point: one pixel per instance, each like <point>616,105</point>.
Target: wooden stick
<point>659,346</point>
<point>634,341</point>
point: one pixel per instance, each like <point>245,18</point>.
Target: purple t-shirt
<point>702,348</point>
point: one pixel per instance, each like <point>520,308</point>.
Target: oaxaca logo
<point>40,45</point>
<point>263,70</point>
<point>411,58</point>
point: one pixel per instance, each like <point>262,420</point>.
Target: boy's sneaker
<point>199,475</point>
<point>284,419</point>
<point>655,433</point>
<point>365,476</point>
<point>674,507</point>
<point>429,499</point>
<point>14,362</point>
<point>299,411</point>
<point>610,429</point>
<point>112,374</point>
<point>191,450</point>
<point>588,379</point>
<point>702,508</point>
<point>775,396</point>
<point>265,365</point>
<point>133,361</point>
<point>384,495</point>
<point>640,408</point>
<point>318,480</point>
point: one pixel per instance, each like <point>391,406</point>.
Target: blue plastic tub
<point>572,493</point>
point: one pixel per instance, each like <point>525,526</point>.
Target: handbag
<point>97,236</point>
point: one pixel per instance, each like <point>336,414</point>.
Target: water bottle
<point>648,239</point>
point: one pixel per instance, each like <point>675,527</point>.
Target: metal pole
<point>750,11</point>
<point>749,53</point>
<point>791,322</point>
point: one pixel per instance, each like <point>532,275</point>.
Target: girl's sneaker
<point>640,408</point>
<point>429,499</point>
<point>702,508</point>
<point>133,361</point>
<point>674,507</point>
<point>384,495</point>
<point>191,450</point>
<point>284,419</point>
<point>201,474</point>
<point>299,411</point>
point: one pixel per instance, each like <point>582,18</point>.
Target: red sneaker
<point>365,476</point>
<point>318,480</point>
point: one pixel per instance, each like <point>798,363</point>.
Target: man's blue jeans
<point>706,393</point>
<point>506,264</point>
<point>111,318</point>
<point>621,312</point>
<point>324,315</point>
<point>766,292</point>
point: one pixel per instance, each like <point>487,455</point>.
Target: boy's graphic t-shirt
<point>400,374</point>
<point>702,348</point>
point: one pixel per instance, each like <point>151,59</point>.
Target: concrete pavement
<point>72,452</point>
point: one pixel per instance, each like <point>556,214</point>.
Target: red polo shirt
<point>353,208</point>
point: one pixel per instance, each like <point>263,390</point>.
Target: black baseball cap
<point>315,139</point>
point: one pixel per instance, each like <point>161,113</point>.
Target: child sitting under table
##########
- Problem
Can you put all of the data above into a numbered list, leaving out any blank lines?

- Answer to this exercise
1. point: one pixel per instance, each like <point>616,105</point>.
2. Target: wooden stick
3. <point>659,346</point>
4. <point>634,341</point>
5. point: one pixel per instance, each like <point>245,18</point>.
6. Target: purple t-shirt
7. <point>702,348</point>
8. point: one pixel per instance, each like <point>520,308</point>.
9. Target: oaxaca logo
10. <point>40,45</point>
11. <point>263,70</point>
12. <point>411,58</point>
13. point: one pixel per instance, each like <point>262,420</point>.
14. Target: boy's sneaker
15. <point>199,475</point>
16. <point>284,419</point>
17. <point>655,433</point>
18. <point>365,476</point>
19. <point>674,507</point>
20. <point>429,499</point>
21. <point>14,362</point>
22. <point>299,411</point>
23. <point>610,429</point>
24. <point>112,374</point>
25. <point>191,450</point>
26. <point>588,379</point>
27. <point>702,508</point>
28. <point>775,396</point>
29. <point>265,365</point>
30. <point>133,361</point>
31. <point>384,495</point>
32. <point>640,408</point>
33. <point>318,480</point>
34. point: one pixel per instance, each like <point>391,406</point>.
35. Target: blue plastic tub
36. <point>572,493</point>
37. point: one pixel per instance, each like <point>525,526</point>.
38. Target: handbag
39. <point>97,236</point>
40. point: one pixel per instance, each like <point>336,414</point>.
41. Target: water bottle
42. <point>648,239</point>
43. point: one pixel per instance, each like <point>675,527</point>.
44. Target: metal pole
45. <point>750,11</point>
46. <point>749,53</point>
47. <point>791,322</point>
48. point: one pixel per instance, each like <point>532,275</point>.
49. Target: girl's sneaker
50. <point>640,408</point>
51. <point>429,499</point>
52. <point>702,508</point>
53. <point>133,361</point>
54. <point>674,507</point>
55. <point>384,495</point>
56. <point>191,450</point>
57. <point>284,419</point>
58. <point>201,474</point>
59. <point>299,411</point>
60. point: one pixel per instance, each like <point>582,18</point>.
61. Target: red sneaker
62. <point>365,476</point>
63. <point>318,480</point>
64. point: one pixel per instance, each like <point>798,363</point>.
65. Target: man's blue jeans
66. <point>706,393</point>
67. <point>506,264</point>
68. <point>111,318</point>
69. <point>621,312</point>
70. <point>324,315</point>
71. <point>766,292</point>
72. point: one pixel per instance, each like <point>487,455</point>.
73. Target: boy's graphic t-shirt
74. <point>400,374</point>
75. <point>702,348</point>
76. point: one pixel per instance, each like <point>151,59</point>.
77. Target: concrete pavement
78. <point>72,452</point>
79. point: one pixel per instance, each like <point>556,214</point>.
80. Target: red polo shirt
81. <point>353,208</point>
82. point: one pixel per instance, each like <point>263,390</point>.
83. Target: black baseball cap
84. <point>315,139</point>
85. point: one pixel per instance, each like <point>161,113</point>.
86. Target: child sitting under table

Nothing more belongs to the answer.